* Page excerpt *
This is my act of contrition.

I understand arrivals and departures are not coincidence;

I cannot claim to know where salvation and poetry capture, thwart, or subterfuge one another, where dragon slaying saints are petrified by inversions of mythology.
If they have fallen, if I have fallen, for interruption of faith, for shattered bliss.

There are so many earths moving around the skill of this poetry/sun/vortex that is bare and sullen at first glance. But what quickly emerges is the hope. Jake Berry writes in the book he co-authored with photographer Wayne Sides, Silence and the Hammer:

"All night the dreamer retreats across the brain's hot field. And the lines written in it scream at the thieves poured fresh from their skins. Cast against nature with a flophouse backbeat where the sheets are never changed and grace is the medium of halflit saints with yesterday's paint on their faces."

* Work to do *
a - Answer these about the poetry excerpt, one line each:
(i) What does the speaker call this in the first line?
(ii) Who co-authored Silence and the Hammer with Jake Berry?
(iii) In the quoted passage, what does the dreamer retreat across all night?
b - Set down, word for word, the part of the poetry excerpt that begins at the words "I cannot claim" and stops after the words "for shattered bliss.".

* Data shown *
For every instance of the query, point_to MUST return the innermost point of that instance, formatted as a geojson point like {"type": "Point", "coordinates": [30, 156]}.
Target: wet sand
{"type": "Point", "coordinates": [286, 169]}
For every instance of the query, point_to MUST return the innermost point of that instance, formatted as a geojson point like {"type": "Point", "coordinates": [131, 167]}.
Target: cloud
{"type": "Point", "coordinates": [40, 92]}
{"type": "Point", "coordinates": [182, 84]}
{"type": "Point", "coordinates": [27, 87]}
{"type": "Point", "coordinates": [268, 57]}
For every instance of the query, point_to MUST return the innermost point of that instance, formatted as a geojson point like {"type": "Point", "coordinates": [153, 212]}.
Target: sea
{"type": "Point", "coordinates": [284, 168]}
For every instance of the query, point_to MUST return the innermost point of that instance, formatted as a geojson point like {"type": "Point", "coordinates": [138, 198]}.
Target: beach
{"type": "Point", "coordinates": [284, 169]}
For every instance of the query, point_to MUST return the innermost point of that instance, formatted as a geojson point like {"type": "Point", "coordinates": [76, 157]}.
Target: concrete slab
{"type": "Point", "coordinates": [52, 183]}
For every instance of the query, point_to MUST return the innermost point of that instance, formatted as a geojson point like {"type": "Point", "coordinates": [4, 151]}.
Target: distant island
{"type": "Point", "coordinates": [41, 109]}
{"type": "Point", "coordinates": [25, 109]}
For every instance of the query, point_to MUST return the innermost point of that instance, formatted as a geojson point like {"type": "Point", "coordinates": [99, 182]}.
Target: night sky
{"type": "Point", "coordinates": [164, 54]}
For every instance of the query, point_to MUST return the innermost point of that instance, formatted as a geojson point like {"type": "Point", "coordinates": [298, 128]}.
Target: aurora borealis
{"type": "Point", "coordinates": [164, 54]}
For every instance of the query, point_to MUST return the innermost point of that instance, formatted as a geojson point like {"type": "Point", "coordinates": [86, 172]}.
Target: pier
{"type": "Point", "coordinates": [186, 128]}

* Solutions per task *
a -
(i) An act of contrition.
(ii) The photographer Wayne Sides.
(iii) The brain's hot field.

b -
I cannot claim to know where salvation and poetry capture, thwart, or subterfuge one another, where dragon slaying saints are petrified by inversions of mythology.
If they have fallen, if I have fallen, for interruption of faith, for shattered bliss.